**AIM OF THE EXERCISE**
Rewrite the records from the line with "of yellow caterpillar." through the line with "[4,148,42,225]", replacing "caterpillar face" with "caterpillar mouth" and leaving everything else the same. Give only those lines, without the pictures.

** begin **

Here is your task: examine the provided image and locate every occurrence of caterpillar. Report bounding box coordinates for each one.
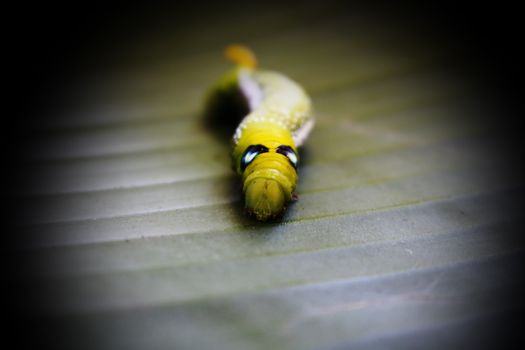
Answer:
[207,45,314,221]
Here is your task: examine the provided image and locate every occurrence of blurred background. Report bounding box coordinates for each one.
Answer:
[5,1,524,349]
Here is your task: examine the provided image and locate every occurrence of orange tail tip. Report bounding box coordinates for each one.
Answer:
[224,44,257,68]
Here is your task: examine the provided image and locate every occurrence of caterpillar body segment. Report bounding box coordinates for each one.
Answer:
[209,45,314,221]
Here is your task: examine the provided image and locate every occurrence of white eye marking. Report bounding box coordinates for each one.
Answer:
[241,145,268,171]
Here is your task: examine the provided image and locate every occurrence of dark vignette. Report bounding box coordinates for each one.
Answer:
[4,2,523,348]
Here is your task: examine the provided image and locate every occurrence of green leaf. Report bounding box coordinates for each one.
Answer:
[15,2,523,349]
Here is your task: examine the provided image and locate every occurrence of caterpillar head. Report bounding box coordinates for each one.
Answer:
[239,142,298,221]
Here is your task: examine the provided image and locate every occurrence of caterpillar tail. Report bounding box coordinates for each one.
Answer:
[224,44,257,69]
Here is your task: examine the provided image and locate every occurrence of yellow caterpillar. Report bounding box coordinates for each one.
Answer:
[208,45,314,221]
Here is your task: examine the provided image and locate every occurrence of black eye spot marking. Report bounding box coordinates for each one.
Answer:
[276,145,298,169]
[241,145,268,171]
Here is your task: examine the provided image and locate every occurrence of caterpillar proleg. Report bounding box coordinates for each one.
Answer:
[208,45,314,221]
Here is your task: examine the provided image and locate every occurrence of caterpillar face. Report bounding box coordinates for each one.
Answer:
[209,45,314,221]
[239,144,298,220]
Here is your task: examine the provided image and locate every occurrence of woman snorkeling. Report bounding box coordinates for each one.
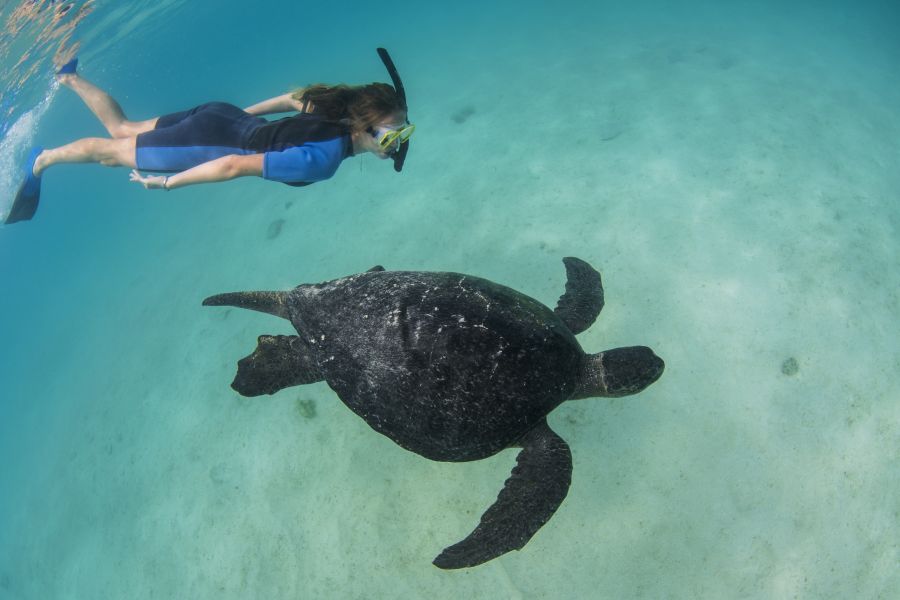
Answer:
[5,48,415,223]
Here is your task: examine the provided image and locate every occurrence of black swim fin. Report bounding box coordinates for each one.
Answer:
[4,148,42,225]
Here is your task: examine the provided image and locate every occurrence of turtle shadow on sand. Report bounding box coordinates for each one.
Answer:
[203,258,664,569]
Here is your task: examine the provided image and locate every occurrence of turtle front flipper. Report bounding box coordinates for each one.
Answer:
[231,335,322,396]
[553,256,603,335]
[434,421,572,569]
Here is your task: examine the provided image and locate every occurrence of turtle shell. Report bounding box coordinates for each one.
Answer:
[287,271,584,461]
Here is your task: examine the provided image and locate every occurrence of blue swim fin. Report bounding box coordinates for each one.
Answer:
[4,147,44,225]
[56,56,78,75]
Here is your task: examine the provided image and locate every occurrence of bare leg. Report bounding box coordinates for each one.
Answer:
[58,73,159,138]
[34,137,136,176]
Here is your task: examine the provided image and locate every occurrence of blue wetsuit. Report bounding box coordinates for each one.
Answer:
[135,102,353,186]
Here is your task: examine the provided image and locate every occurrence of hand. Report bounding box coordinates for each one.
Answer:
[129,169,168,190]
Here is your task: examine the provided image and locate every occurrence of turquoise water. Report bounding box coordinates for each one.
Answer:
[0,0,900,600]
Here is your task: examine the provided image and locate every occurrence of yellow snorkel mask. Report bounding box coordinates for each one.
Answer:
[372,48,416,173]
[369,123,416,156]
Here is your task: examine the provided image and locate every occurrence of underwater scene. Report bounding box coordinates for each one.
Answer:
[0,0,900,600]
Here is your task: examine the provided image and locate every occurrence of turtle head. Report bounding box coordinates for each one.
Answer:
[572,346,666,400]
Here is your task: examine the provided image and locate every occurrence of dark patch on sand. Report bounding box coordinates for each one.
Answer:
[297,398,316,419]
[781,356,800,377]
[450,106,475,125]
[266,219,286,240]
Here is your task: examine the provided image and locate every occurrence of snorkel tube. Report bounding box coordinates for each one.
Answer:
[378,48,409,173]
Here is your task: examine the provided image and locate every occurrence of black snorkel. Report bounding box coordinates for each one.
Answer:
[378,48,409,173]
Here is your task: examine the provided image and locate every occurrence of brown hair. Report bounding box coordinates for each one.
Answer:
[293,83,406,131]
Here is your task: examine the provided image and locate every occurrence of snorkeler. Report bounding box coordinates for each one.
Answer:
[5,48,415,223]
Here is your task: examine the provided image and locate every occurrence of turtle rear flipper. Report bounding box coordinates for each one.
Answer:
[231,335,322,396]
[434,421,572,569]
[553,256,603,335]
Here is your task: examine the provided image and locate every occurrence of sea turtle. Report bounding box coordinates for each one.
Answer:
[203,258,664,569]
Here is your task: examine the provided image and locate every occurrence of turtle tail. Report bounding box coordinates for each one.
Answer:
[203,292,291,320]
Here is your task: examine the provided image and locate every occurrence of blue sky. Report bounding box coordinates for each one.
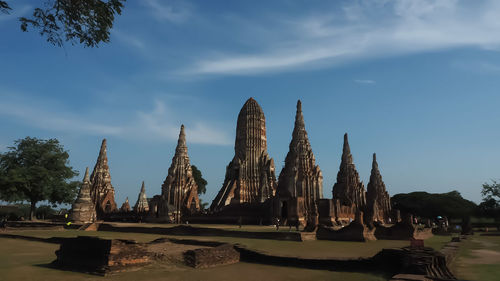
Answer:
[0,0,500,204]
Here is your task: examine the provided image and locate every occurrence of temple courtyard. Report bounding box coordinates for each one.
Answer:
[0,223,500,280]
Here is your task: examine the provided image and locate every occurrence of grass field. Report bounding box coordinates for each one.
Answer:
[1,230,436,258]
[0,238,385,281]
[452,234,500,281]
[0,225,458,281]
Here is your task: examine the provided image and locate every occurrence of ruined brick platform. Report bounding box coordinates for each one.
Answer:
[52,236,151,275]
[184,244,240,268]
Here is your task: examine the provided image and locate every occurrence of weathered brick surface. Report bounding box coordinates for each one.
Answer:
[184,244,240,268]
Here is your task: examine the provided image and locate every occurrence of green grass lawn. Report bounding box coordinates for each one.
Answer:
[4,230,414,258]
[452,234,500,281]
[0,238,385,281]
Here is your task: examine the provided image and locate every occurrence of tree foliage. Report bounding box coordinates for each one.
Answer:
[0,137,79,219]
[0,1,12,14]
[481,180,500,205]
[191,165,207,194]
[0,0,126,47]
[391,190,477,218]
[479,180,500,217]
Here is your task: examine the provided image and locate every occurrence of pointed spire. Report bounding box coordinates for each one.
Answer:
[83,167,90,184]
[175,125,187,156]
[71,167,96,223]
[134,181,149,212]
[372,153,378,170]
[295,100,305,129]
[101,139,107,152]
[340,133,353,165]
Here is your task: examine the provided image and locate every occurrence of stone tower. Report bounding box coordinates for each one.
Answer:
[366,153,391,222]
[134,181,149,213]
[210,98,276,211]
[277,100,323,203]
[161,125,200,218]
[90,139,117,217]
[71,167,96,223]
[332,133,366,210]
[120,197,130,212]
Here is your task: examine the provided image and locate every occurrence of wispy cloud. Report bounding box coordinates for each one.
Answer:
[451,60,500,74]
[0,4,33,22]
[0,99,122,135]
[134,100,231,145]
[144,0,192,23]
[0,91,231,145]
[112,30,146,49]
[353,79,375,84]
[180,0,500,75]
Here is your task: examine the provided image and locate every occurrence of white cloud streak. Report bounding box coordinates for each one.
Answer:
[143,0,191,24]
[184,0,500,75]
[353,79,375,84]
[0,93,231,145]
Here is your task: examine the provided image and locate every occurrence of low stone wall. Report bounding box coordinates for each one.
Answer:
[52,236,151,275]
[98,224,301,241]
[374,222,433,240]
[5,221,65,230]
[372,247,456,280]
[184,244,240,268]
[316,221,376,242]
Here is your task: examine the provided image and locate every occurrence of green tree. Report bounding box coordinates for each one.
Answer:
[0,137,79,219]
[481,180,500,206]
[0,0,126,47]
[391,190,477,218]
[191,165,207,194]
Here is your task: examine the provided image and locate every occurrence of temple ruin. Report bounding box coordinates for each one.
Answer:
[210,98,276,212]
[157,125,200,221]
[365,153,391,223]
[276,100,323,224]
[134,181,149,213]
[71,167,96,223]
[90,139,118,218]
[332,133,366,210]
[120,197,130,212]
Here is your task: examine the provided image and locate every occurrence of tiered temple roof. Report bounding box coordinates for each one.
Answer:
[366,153,391,222]
[162,125,200,217]
[134,181,149,213]
[277,100,323,206]
[332,133,366,210]
[211,98,276,211]
[90,139,117,214]
[71,167,96,223]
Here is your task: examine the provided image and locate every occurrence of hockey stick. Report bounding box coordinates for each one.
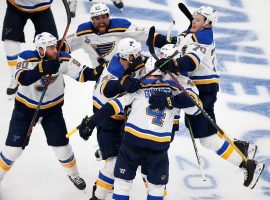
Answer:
[178,3,193,28]
[185,116,206,181]
[149,26,247,162]
[166,20,175,42]
[22,0,71,149]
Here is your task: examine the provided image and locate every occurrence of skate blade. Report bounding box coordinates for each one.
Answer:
[248,163,265,189]
[7,93,17,101]
[248,145,258,160]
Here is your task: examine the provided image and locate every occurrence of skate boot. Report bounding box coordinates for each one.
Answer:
[7,76,19,96]
[233,139,257,159]
[89,183,104,200]
[68,176,86,190]
[240,159,264,189]
[68,0,77,17]
[112,0,124,9]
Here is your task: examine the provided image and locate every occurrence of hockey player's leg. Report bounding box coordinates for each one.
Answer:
[92,157,116,199]
[52,144,86,190]
[113,178,133,200]
[0,146,23,182]
[4,40,21,99]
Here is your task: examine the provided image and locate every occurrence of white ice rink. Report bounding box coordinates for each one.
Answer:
[0,0,270,200]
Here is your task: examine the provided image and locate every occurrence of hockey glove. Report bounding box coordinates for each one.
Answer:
[155,58,179,73]
[124,56,145,75]
[36,60,61,75]
[119,75,142,93]
[148,92,173,110]
[94,64,105,81]
[79,116,95,140]
[57,40,70,54]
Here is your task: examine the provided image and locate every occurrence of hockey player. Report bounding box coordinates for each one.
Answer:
[79,38,143,200]
[0,32,103,190]
[68,0,77,17]
[2,0,58,99]
[80,57,198,200]
[66,3,148,66]
[152,6,264,188]
[89,0,124,9]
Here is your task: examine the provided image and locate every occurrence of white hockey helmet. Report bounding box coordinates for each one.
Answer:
[159,44,177,58]
[140,57,162,77]
[35,32,57,57]
[193,6,218,26]
[89,3,110,19]
[117,38,142,60]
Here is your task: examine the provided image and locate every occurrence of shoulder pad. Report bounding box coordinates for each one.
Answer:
[192,28,213,45]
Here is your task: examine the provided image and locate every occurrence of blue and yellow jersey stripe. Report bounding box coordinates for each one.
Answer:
[190,74,220,85]
[185,53,201,70]
[125,123,171,143]
[8,0,53,13]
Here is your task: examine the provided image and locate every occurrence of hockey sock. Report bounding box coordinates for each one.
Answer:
[200,134,242,166]
[113,178,133,200]
[0,146,23,180]
[52,144,79,178]
[95,157,116,199]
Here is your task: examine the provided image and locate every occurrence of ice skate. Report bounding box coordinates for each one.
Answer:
[234,140,257,159]
[242,160,264,189]
[68,176,86,190]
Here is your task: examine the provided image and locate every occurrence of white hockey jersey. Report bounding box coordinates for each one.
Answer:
[177,28,220,92]
[106,79,199,150]
[15,51,86,113]
[93,54,125,120]
[66,18,148,66]
[8,0,53,13]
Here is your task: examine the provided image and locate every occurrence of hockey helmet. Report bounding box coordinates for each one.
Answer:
[193,6,218,26]
[117,38,142,60]
[35,32,57,57]
[159,44,177,58]
[89,3,110,19]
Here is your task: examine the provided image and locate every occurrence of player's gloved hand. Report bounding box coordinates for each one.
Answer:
[36,60,61,75]
[57,40,70,53]
[119,75,142,93]
[155,58,179,73]
[148,92,173,110]
[79,116,95,140]
[167,36,177,44]
[94,64,106,81]
[124,56,145,75]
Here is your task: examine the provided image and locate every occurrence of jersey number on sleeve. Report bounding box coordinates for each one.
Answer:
[146,106,166,126]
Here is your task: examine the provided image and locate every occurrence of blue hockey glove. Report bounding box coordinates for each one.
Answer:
[79,116,95,140]
[155,58,179,73]
[148,92,173,110]
[119,75,142,93]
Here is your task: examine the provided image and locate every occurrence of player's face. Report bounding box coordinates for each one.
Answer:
[45,44,57,59]
[190,13,205,33]
[92,14,110,34]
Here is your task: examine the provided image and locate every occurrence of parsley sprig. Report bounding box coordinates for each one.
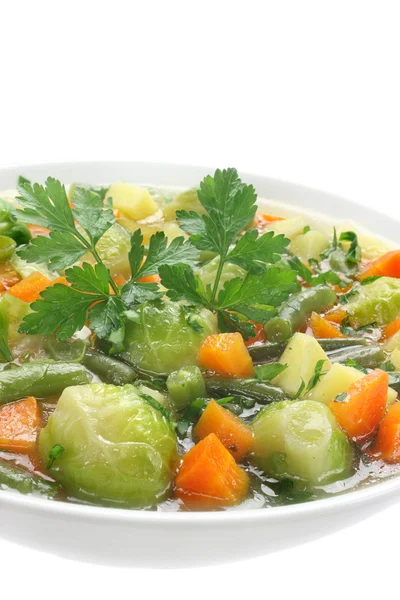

** end **

**ANSWER TO THE TASK**
Here is your task: examine the provided image and locate every occurrence of yellow caterpillar. Report bounding box coordinates for each one.
Answer:
[208,45,314,221]
Here is your task: examine the provided image and locate every occurrence of black eye spot marking. Report bounding box coordinates for each one.
Answer:
[276,145,298,169]
[241,145,268,171]
Here is your task: examine the provided image and locate every occurrence of caterpillar proleg. Report bounding box coordinates for each one.
Answer:
[208,45,314,221]
Here is your task: examine the provided image and locate every occurrence of caterpillar mouth. Report bounding box coordinates for each one.
Answer:
[209,45,314,221]
[239,144,298,220]
Here is your task: examine the provided image and locate every occurrence of woman snorkeling. Report bounding box coordinates for each one.
Answer:
[5,48,415,223]
Here is your task: examine the provided image and locate every occurrence of black swim fin. Report bounding box coordinates for each one.
Answer:
[4,148,42,225]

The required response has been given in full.